Actress Ashley Judd is known to speak her mind when she’s passionate about something, and considering she’s obviously well-read and informed about a wide spectrum of things, it’s worth taking a moment to listen. Or, in this case, to read.
Judd has written an essay for The Daily Beast regarding the media and our society’s obsession with women’s bodies/faces, and it came about because of some snarky comments made about her own appearance last month. When photos were taken of her during a press tour for the ABC show “Missing”, several media outlets reported that her face looked decidedly “puffy” and immediately jumped to the conclusion that she’d had plastic surgery. One site even went to the trouble of asking a surgeon--one not associated with Judd in any way--for his professional opinion on what she may have had done. Judd says she simply had a sinus infection and if there was any change in her visage it was due to the medication she took to clear it up, which included steroids.
"Who makes the fantastic leap from being sick, or gaining some weight over the winter, to a conclusion of plastic surgery?” Judd asks in her essay. “Our culture, that's who. The insanity has to stop, because as focused on me as it appears to have been, it is about all girls and women. In fact, it's about boys and men, too, who are equally objectified and ridiculed, according to heteronormative definitions of masculinity that deny the full and dynamic range of their personhood. It affects each and every one of us, in multiple and nefarious ways: our self-image, how we show up in our relationships and at work, our sense of our worth, value, and potential as human beings."
The 43-year old actress says she doesn’t make a habit of reading the things that are written about her, but in this case friends urged her to research what was happening after the rumors reached a fever pitch and went viral on the web.
One quote from the essay is particularly striking; as someone who shakes her head in the checkout line at all the ridiculous magazine headlines--Jessica Simpson’s “battle with baby weight” comes to mind--, I found this paragraph to sum up our culture in a sadly profound way.
“When I have gained weight, going from my usual size two/four to a six/eight after a lazy six months of not exercising, and that weight gain shows in my face and arms, I am a “cow” and a “pig” and I “better watch out” because my husband “is looking for his second wife.” (Did you catch how this one engenders competition and fear between women? How it also suggests that my husband values me based only on my physical appearance? Classic sexism. We won’t even address how extraordinary it is that a size eight would be heckled as “fat.”)”
The well-written essay is full of good points. Why does our society pick apart even the slightest change or flaw--whether real or imagined--in a celebrity? While it’s not limited to the famous among us, they certainly bear the brunt of ill-will because they are in a constant spotlight. Women are perhaps the worst perpetrators--we are our own worst enemy--but the media is certainly an accomplice. And while Judd is the most recent star to be thrown under the bus, there were many before her and there will be many after. So what is the solution?
As Judd says, we must change the conversation about ourselves and each other. Perhaps the first stop on the way to change is realizing that we don't have to sacrifice our dignity, our class, or our self-respect to get it.

====================

Exercise requirements:
(A) Condense the paragraph of the Ashley Judd article that begins "Judd has written an essay" into a short bulleted list, keeping its main facts.
(B) Reproduce the Ashley Judd article between "One quote from" and "sadly profound way.", inclusive, renaming "checkout line" to "grocery aisle".
The data that follows is separate material and is unrelated to the article on Ashley Judd's essay.

====================

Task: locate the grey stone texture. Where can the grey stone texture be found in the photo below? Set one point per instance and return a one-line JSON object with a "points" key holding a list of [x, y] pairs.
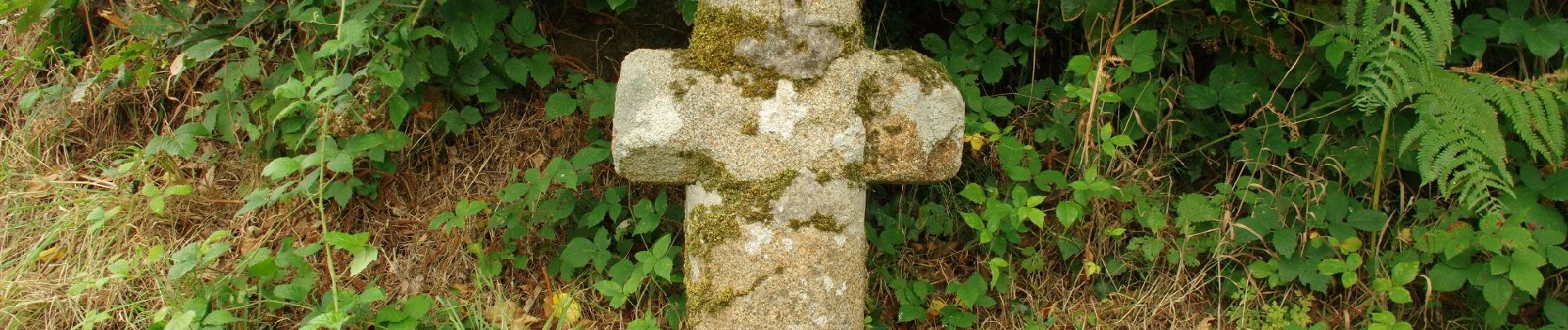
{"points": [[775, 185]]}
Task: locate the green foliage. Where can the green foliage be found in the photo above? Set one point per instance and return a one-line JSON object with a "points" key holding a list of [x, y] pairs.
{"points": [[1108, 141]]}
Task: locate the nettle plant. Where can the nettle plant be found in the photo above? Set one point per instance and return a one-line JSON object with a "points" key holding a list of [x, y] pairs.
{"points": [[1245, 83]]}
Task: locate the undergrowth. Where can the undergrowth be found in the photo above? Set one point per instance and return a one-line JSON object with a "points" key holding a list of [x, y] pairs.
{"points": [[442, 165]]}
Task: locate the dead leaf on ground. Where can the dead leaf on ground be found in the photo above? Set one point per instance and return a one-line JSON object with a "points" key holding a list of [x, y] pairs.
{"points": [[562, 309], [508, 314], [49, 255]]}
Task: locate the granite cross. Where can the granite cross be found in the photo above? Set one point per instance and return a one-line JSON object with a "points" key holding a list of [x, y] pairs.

====================

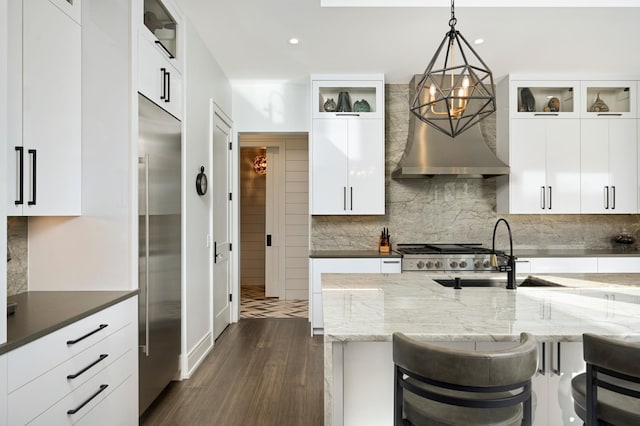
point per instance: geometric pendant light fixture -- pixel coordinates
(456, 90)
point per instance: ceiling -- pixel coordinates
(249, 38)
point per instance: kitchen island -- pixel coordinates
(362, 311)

====================

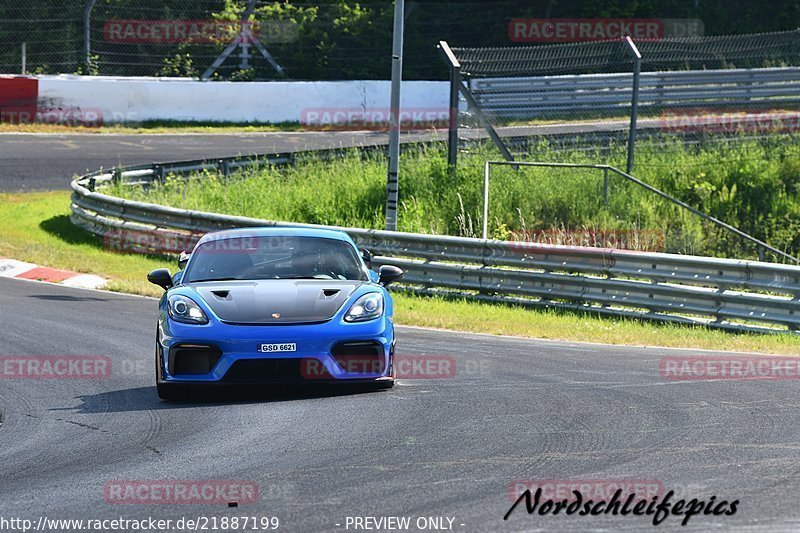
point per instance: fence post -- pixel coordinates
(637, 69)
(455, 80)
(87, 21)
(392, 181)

====================

List of answers:
(A)
- Judd wrote an essay for The Daily Beast about the media's and society's obsession with women's bodies and faces.
- It responded to snarky comments made last month about her appearance.
- Photos from her press tour for the ABC show "Missing" led several outlets to call her face "puffy" and conclude she'd had plastic surgery.
- One site asked a surgeon with no connection to Judd what she might have had done.
- Judd says she had a sinus infection, and any change in her face came from the medication she took for it, which included steroids.

(B)
One quote from the essay is particularly striking; as someone who shakes her head in the grocery aisle at all the ridiculous magazine headlines--Jessica Simpson’s “battle with baby weight” comes to mind--, I found this paragraph to sum up our culture in a sadly profound way.